**DATA ENTRIES**
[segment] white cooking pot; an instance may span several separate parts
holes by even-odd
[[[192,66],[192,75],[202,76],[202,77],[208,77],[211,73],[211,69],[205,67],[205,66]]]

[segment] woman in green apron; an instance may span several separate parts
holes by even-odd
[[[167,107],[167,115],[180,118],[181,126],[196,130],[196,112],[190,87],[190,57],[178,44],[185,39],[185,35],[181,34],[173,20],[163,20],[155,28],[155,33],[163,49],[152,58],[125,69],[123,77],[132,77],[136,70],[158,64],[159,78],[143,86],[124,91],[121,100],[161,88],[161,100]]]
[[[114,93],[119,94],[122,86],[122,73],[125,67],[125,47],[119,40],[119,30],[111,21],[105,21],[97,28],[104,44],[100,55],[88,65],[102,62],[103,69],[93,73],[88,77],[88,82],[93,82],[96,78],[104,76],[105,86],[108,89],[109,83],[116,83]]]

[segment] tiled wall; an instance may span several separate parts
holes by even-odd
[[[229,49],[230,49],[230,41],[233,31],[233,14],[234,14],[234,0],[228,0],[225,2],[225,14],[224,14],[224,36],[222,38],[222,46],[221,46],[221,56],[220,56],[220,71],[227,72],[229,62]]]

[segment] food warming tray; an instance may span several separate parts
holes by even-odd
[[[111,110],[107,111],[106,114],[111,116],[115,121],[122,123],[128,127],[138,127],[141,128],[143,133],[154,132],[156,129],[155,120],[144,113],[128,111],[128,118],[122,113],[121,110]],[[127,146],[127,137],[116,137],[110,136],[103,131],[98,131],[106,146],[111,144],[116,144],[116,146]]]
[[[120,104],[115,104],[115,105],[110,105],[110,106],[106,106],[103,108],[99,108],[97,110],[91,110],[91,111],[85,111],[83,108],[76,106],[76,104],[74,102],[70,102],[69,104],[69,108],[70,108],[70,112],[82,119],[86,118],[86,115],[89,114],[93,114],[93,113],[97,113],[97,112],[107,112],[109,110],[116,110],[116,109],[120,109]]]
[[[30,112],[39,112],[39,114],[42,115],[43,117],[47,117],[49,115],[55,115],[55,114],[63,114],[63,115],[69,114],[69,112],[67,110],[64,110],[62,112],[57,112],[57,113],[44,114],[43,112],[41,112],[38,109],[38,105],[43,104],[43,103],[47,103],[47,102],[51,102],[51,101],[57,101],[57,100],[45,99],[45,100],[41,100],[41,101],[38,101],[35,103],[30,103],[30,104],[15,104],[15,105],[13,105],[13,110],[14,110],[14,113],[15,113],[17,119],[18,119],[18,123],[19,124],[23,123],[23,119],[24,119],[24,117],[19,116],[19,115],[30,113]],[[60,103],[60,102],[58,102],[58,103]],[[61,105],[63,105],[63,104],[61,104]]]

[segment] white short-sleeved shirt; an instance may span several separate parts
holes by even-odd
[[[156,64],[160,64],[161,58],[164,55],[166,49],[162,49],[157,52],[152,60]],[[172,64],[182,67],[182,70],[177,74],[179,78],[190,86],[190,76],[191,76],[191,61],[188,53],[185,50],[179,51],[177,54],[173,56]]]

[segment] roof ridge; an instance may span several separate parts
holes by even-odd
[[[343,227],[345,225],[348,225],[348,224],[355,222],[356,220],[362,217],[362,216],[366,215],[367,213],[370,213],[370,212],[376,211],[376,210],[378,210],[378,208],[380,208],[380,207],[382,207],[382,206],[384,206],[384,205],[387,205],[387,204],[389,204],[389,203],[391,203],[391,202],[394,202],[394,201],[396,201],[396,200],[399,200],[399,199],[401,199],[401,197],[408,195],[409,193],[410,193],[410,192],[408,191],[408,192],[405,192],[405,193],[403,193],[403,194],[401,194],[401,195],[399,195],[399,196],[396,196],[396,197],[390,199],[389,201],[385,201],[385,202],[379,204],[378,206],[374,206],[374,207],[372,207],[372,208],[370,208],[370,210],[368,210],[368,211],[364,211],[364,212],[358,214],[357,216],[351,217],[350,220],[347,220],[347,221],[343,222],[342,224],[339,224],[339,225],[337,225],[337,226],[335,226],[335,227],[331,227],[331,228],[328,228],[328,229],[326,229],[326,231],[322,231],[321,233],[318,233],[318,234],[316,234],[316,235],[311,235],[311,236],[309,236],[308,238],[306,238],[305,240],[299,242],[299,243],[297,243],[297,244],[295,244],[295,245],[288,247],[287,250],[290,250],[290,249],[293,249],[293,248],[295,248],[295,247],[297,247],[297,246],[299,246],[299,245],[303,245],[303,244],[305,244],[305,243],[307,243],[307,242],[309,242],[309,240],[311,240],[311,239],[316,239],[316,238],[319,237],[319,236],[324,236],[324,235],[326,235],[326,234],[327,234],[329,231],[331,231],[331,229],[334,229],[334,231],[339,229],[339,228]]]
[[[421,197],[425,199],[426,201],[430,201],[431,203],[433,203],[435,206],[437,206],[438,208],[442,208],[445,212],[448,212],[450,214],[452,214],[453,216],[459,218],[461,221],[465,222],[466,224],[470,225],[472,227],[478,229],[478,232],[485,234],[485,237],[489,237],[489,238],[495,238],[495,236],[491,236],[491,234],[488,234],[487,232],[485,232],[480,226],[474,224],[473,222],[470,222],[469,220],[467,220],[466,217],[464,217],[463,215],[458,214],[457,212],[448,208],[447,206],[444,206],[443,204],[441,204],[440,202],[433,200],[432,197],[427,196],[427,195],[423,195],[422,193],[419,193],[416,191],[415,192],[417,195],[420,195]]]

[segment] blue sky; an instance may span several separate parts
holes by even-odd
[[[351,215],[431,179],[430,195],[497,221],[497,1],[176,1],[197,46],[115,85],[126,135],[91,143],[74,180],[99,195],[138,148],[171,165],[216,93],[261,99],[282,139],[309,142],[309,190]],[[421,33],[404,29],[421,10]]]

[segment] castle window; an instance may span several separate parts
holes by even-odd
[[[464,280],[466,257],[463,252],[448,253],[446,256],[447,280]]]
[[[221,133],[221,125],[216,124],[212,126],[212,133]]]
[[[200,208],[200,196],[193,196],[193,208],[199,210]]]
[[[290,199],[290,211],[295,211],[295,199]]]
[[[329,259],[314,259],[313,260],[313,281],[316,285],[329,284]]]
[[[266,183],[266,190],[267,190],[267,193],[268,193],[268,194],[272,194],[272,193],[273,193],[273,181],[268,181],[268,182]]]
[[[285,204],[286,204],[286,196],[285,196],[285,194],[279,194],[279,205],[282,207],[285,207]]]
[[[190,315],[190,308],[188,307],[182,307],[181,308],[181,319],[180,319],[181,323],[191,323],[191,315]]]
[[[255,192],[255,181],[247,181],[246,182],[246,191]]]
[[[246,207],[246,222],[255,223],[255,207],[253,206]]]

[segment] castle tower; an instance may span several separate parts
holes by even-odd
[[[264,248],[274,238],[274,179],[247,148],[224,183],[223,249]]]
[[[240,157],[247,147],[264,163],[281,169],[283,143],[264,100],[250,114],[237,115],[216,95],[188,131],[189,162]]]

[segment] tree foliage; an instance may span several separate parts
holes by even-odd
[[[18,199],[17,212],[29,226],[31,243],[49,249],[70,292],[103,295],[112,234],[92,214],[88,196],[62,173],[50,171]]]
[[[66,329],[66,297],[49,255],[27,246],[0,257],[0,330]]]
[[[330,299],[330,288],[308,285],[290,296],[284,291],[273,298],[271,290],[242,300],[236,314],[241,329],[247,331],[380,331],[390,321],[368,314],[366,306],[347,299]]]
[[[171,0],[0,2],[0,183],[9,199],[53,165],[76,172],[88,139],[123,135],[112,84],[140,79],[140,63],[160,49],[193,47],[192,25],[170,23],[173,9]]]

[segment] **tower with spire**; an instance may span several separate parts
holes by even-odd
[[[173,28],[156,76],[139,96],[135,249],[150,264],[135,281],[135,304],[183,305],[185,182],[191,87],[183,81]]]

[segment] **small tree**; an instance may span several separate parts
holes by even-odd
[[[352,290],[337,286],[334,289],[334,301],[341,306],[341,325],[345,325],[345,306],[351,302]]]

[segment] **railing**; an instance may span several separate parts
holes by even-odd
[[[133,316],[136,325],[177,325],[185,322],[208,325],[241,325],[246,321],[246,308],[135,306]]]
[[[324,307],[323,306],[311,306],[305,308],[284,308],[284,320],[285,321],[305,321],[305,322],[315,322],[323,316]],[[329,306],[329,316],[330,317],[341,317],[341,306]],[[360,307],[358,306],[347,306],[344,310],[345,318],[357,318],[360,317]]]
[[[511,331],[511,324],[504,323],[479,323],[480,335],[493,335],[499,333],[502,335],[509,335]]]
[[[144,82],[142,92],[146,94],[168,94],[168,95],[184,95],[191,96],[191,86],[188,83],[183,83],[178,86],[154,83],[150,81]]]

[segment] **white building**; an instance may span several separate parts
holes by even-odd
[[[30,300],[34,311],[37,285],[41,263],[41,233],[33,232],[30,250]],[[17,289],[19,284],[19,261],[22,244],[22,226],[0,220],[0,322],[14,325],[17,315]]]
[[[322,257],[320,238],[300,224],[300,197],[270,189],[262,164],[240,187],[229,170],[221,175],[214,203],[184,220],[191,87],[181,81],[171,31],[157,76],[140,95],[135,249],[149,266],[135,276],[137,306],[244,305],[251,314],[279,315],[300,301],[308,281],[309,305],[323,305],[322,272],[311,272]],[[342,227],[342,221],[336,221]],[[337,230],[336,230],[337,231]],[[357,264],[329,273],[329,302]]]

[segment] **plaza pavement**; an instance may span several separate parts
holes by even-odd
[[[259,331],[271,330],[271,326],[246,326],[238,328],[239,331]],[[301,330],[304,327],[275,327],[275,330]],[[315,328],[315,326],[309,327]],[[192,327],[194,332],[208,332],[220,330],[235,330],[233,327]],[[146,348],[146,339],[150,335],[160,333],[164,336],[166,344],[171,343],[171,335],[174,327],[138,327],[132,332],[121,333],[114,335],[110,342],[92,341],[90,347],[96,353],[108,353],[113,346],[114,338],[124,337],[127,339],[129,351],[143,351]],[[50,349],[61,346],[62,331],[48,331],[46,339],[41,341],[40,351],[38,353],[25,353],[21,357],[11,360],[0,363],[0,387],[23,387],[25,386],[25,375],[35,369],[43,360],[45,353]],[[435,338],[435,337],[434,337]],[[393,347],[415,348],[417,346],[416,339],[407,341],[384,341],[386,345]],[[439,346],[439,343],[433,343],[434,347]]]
---
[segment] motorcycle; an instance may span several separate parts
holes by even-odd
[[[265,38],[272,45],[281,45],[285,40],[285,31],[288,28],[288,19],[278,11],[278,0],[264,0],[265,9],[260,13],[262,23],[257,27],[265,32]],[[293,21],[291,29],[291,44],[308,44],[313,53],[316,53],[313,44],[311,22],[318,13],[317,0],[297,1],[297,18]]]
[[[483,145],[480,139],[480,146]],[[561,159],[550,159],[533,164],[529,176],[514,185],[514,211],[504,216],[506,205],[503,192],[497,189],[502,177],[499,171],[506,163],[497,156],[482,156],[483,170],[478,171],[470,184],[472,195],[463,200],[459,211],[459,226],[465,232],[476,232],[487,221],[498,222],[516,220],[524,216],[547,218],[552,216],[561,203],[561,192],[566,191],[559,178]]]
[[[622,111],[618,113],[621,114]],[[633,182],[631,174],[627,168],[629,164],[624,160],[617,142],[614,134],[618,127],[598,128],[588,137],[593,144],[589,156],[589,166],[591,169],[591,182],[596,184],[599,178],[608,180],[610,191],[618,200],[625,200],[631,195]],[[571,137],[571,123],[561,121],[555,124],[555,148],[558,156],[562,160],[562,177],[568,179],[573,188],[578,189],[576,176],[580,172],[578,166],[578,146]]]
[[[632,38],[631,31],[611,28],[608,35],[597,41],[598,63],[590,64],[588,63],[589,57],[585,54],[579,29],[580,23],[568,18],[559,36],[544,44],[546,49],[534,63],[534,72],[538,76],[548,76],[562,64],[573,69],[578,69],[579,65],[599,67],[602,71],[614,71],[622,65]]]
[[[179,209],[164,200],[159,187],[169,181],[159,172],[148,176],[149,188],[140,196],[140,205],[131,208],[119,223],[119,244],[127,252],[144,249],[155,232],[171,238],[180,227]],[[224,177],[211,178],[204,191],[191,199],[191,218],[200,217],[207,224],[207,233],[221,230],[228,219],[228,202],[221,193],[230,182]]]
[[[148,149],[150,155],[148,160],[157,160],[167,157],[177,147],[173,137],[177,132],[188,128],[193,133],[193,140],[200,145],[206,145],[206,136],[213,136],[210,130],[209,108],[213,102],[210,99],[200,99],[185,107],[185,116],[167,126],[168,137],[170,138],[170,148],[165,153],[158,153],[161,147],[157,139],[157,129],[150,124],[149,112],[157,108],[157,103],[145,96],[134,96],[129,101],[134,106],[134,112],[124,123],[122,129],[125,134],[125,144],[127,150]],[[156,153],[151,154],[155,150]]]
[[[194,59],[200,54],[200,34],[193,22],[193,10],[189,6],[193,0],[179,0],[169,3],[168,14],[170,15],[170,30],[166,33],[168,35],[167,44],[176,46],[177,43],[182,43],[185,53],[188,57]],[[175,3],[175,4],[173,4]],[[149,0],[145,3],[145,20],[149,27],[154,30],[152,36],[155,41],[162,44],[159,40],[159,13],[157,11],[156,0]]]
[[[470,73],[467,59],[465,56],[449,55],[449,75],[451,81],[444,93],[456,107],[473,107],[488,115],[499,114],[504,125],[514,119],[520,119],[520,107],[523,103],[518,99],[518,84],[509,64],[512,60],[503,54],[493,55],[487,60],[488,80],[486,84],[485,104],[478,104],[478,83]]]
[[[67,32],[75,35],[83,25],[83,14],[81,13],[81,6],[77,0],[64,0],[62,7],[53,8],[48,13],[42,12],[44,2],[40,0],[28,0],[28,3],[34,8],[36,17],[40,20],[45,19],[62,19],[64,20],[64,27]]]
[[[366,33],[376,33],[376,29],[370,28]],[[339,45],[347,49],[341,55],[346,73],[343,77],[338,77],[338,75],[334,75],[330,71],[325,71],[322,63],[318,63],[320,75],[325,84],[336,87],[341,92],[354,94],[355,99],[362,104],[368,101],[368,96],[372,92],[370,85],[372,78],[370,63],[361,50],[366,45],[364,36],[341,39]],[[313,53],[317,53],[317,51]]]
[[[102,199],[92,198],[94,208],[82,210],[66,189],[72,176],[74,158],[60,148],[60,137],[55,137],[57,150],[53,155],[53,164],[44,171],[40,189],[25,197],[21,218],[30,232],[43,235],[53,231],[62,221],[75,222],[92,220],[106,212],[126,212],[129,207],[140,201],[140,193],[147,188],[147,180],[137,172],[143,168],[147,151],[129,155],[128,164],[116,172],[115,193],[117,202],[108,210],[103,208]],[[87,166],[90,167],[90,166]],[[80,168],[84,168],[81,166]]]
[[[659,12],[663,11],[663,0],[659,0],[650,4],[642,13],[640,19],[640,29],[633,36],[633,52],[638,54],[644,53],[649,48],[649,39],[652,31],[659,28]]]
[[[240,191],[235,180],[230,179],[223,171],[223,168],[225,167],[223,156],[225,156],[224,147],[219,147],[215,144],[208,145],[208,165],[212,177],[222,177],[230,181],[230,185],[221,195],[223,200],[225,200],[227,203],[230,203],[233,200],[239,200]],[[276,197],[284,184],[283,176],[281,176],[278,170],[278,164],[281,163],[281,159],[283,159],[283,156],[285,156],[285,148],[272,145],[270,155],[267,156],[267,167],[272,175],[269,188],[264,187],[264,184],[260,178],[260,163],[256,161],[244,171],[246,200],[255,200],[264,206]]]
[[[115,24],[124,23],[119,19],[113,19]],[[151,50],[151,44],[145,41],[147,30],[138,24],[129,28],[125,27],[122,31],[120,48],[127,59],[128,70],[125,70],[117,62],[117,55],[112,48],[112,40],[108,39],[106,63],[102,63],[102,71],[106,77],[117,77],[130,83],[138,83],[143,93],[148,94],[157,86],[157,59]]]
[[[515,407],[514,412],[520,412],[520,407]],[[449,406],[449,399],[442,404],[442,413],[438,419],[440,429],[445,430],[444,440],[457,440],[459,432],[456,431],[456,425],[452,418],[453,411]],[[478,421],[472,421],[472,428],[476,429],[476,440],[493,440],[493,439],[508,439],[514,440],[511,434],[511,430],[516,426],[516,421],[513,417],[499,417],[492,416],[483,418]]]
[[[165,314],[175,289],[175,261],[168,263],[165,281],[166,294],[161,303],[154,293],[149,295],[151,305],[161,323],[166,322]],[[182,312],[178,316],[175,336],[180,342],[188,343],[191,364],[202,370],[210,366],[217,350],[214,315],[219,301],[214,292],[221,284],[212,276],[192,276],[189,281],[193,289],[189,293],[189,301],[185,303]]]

**GOAL**
Which lines in the listing above contain the string "castle"? Return each one in full.

**SOLUTION**
[segment] castle window; an instance may span several separate parts
[segment] castle tower; an instance may span several separate parts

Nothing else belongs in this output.